Your task: Switch every "Located at" in the records below to "Found at", and leave everything else unchanged.

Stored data
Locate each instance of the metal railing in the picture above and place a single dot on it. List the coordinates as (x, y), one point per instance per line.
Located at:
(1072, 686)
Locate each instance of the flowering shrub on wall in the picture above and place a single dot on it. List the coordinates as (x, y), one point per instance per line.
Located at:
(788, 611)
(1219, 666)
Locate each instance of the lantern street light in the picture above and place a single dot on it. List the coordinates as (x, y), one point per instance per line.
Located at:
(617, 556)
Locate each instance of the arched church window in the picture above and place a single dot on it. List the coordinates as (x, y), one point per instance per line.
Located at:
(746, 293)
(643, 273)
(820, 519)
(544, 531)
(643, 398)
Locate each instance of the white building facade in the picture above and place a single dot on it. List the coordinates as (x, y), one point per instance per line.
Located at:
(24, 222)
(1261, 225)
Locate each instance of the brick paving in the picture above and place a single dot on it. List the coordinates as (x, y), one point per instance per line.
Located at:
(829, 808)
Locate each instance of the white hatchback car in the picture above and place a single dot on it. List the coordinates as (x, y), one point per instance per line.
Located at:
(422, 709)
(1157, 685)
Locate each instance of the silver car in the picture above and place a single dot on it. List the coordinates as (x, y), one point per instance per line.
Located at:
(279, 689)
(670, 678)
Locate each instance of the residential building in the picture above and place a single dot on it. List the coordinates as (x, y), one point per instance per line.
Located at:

Reply to the exercise:
Locate each instance of the metal railing in the picture above and place a single dot on it. List the coordinates as (x, y), one point per instance per line.
Found at:
(1072, 686)
Locate each instance of the flowering shrub on wall in the picture above and place a single dot on it. List the coordinates as (x, y), one point per instance per line.
Found at:
(788, 611)
(1219, 666)
Locate each instance of the lantern street light in the picture above and place a single dot on it. List the coordinates as (x, y), one point per instance per line.
Found at:
(617, 556)
Locate each instance of the arched church window in the picture above and place a single dot on it. List the coordinates as (x, y), one point per instance per line.
Found at:
(746, 293)
(643, 273)
(820, 519)
(544, 531)
(643, 398)
Locate each instance of the white building facade in the picture above and place a single dot on it. List the coordinates as (x, y), one point per instance per line.
Found at:
(24, 222)
(1261, 225)
Locate each instance of the brick paving in the picture above and place a single dot on it. List the coordinates as (x, y), one point per instance per line.
Found at:
(829, 808)
Locate each instance of the white hatchback car in the picture above and place a single dot on it. List the coordinates as (x, y), one point per instance per line.
Found at:
(422, 709)
(1157, 685)
Locate each instance of the silver car in the picture above and place a single dot on it. List the coordinates as (x, y), one point per instance per line.
Found at:
(279, 689)
(670, 678)
Locate each instance of the residential building in the picture above and place a single dot on it. List the coordinates as (x, y), one point per instance per line.
Found at:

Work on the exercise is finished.